▶ THE REQUEST: Reproduce every entry below verbatim, omitting the pictures.

▶ Rows of box annotation data:

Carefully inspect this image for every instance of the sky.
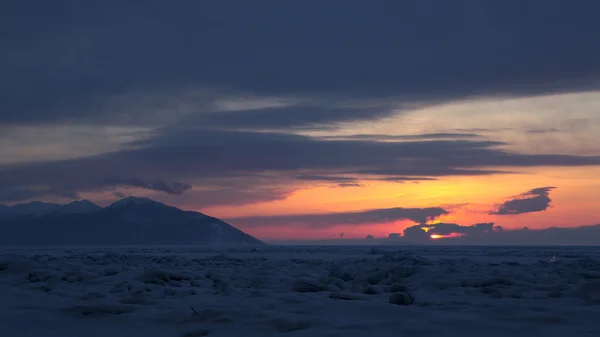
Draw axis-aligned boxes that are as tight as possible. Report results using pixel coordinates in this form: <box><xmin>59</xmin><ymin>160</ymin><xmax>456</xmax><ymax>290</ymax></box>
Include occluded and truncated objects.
<box><xmin>0</xmin><ymin>0</ymin><xmax>600</xmax><ymax>242</ymax></box>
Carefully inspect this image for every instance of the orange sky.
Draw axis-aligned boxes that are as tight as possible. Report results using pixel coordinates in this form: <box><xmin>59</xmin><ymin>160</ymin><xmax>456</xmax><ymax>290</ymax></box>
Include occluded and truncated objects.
<box><xmin>201</xmin><ymin>167</ymin><xmax>600</xmax><ymax>239</ymax></box>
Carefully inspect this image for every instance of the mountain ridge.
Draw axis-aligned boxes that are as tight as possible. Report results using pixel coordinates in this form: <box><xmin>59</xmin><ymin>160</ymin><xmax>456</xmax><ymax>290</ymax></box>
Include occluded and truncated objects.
<box><xmin>0</xmin><ymin>197</ymin><xmax>264</xmax><ymax>246</ymax></box>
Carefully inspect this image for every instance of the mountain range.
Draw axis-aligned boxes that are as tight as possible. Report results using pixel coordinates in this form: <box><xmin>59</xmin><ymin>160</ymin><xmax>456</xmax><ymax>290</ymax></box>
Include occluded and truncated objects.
<box><xmin>0</xmin><ymin>197</ymin><xmax>264</xmax><ymax>246</ymax></box>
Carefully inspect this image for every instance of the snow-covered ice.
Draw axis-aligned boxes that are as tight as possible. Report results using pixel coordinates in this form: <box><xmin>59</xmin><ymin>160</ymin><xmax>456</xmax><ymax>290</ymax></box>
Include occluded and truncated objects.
<box><xmin>0</xmin><ymin>246</ymin><xmax>600</xmax><ymax>337</ymax></box>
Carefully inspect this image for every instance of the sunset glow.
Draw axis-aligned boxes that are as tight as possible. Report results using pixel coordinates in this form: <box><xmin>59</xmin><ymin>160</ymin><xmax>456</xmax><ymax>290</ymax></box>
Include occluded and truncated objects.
<box><xmin>0</xmin><ymin>1</ymin><xmax>600</xmax><ymax>244</ymax></box>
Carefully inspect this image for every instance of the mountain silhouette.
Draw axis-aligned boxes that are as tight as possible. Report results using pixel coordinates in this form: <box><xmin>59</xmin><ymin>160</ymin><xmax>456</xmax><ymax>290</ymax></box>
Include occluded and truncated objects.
<box><xmin>0</xmin><ymin>197</ymin><xmax>264</xmax><ymax>246</ymax></box>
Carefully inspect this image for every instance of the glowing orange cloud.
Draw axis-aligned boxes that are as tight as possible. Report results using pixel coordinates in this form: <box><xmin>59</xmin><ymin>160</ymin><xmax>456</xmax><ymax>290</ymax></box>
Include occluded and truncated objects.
<box><xmin>429</xmin><ymin>233</ymin><xmax>465</xmax><ymax>240</ymax></box>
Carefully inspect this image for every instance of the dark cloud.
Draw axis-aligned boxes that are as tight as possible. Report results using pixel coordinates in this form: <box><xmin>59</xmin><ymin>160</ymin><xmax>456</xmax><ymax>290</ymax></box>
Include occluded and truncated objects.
<box><xmin>0</xmin><ymin>128</ymin><xmax>600</xmax><ymax>202</ymax></box>
<box><xmin>337</xmin><ymin>183</ymin><xmax>364</xmax><ymax>187</ymax></box>
<box><xmin>0</xmin><ymin>0</ymin><xmax>600</xmax><ymax>126</ymax></box>
<box><xmin>489</xmin><ymin>187</ymin><xmax>556</xmax><ymax>215</ymax></box>
<box><xmin>321</xmin><ymin>133</ymin><xmax>482</xmax><ymax>141</ymax></box>
<box><xmin>0</xmin><ymin>187</ymin><xmax>79</xmax><ymax>202</ymax></box>
<box><xmin>180</xmin><ymin>102</ymin><xmax>404</xmax><ymax>129</ymax></box>
<box><xmin>525</xmin><ymin>128</ymin><xmax>560</xmax><ymax>134</ymax></box>
<box><xmin>228</xmin><ymin>207</ymin><xmax>448</xmax><ymax>228</ymax></box>
<box><xmin>404</xmin><ymin>224</ymin><xmax>600</xmax><ymax>246</ymax></box>
<box><xmin>294</xmin><ymin>175</ymin><xmax>356</xmax><ymax>182</ymax></box>
<box><xmin>378</xmin><ymin>177</ymin><xmax>437</xmax><ymax>183</ymax></box>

▶ SOLUTION FOR THIS PROBLEM:
Carefully inspect this image for every instance of the sky.
Draw axis-aligned boxes that are as tight as possible. Report results using pixel coordinates in this form: <box><xmin>59</xmin><ymin>160</ymin><xmax>456</xmax><ymax>290</ymax></box>
Include occluded and truncated objects.
<box><xmin>0</xmin><ymin>0</ymin><xmax>600</xmax><ymax>242</ymax></box>
Carefully inspect this image for every instance of the orange sky.
Draw axis-aligned boxes that are as tight as possible. Report results using pixel coordinates in this form: <box><xmin>59</xmin><ymin>160</ymin><xmax>456</xmax><ymax>290</ymax></box>
Include occluded and truncated objects.
<box><xmin>201</xmin><ymin>167</ymin><xmax>600</xmax><ymax>239</ymax></box>
Carefully inspect this image for every instance of the mountain ridge.
Draw axis-aligned boxes that are as tight as possible. Report results using pixel coordinates in this form: <box><xmin>59</xmin><ymin>160</ymin><xmax>456</xmax><ymax>290</ymax></box>
Include occluded and truncated objects.
<box><xmin>0</xmin><ymin>197</ymin><xmax>264</xmax><ymax>246</ymax></box>
Carefully inspect this image for every instance of the mountain range.
Draw axis-aligned boxes that are as tight as possible. Report results using pixel coordinates in this form: <box><xmin>59</xmin><ymin>160</ymin><xmax>456</xmax><ymax>290</ymax></box>
Include occluded and truncated objects.
<box><xmin>0</xmin><ymin>197</ymin><xmax>264</xmax><ymax>246</ymax></box>
Carefully inspect this image for every instance of the snow-covered ice.
Draw axis-aligned boxes that are as tight as possible. Report results using pixel coordinates in this form: <box><xmin>59</xmin><ymin>160</ymin><xmax>456</xmax><ymax>290</ymax></box>
Include occluded and truncated objects.
<box><xmin>0</xmin><ymin>246</ymin><xmax>600</xmax><ymax>337</ymax></box>
Carefully inspect this image for every instance of the sunset glow.
Draw axis-aligned boxes that are as tight as possible. Report results using pixel coordinates in this form: <box><xmin>59</xmin><ymin>160</ymin><xmax>456</xmax><ymax>290</ymax></box>
Include occluded and truncated objects.
<box><xmin>0</xmin><ymin>1</ymin><xmax>600</xmax><ymax>244</ymax></box>
Carefully inspect this image for every instance of the mountain silhouette.
Draw axis-aligned boxes that are as tight as possible. Report results using pixel coordinates in this form: <box><xmin>59</xmin><ymin>160</ymin><xmax>456</xmax><ymax>290</ymax></box>
Include occluded and truncated objects.
<box><xmin>0</xmin><ymin>197</ymin><xmax>264</xmax><ymax>246</ymax></box>
Carefully inspect this image for every instance of the glowing orange cloud.
Draw axis-aligned boxes that are as tight as possible. Report results using pixel coordinates in this form: <box><xmin>59</xmin><ymin>160</ymin><xmax>456</xmax><ymax>290</ymax></box>
Include occluded and truncated objects.
<box><xmin>429</xmin><ymin>233</ymin><xmax>465</xmax><ymax>240</ymax></box>
Carefully inspect this image for every instance of the dark cloud.
Draw axis-aligned boxes that are as tight as possible. Report results using pixel coordinates in this form: <box><xmin>59</xmin><ymin>160</ymin><xmax>456</xmax><ymax>290</ymax></box>
Include occluded and truncated objects.
<box><xmin>0</xmin><ymin>128</ymin><xmax>600</xmax><ymax>202</ymax></box>
<box><xmin>337</xmin><ymin>183</ymin><xmax>364</xmax><ymax>187</ymax></box>
<box><xmin>0</xmin><ymin>0</ymin><xmax>600</xmax><ymax>126</ymax></box>
<box><xmin>489</xmin><ymin>187</ymin><xmax>556</xmax><ymax>215</ymax></box>
<box><xmin>321</xmin><ymin>133</ymin><xmax>482</xmax><ymax>141</ymax></box>
<box><xmin>0</xmin><ymin>187</ymin><xmax>79</xmax><ymax>202</ymax></box>
<box><xmin>180</xmin><ymin>102</ymin><xmax>404</xmax><ymax>129</ymax></box>
<box><xmin>525</xmin><ymin>128</ymin><xmax>560</xmax><ymax>134</ymax></box>
<box><xmin>228</xmin><ymin>207</ymin><xmax>448</xmax><ymax>228</ymax></box>
<box><xmin>404</xmin><ymin>224</ymin><xmax>600</xmax><ymax>246</ymax></box>
<box><xmin>294</xmin><ymin>175</ymin><xmax>356</xmax><ymax>182</ymax></box>
<box><xmin>378</xmin><ymin>177</ymin><xmax>437</xmax><ymax>183</ymax></box>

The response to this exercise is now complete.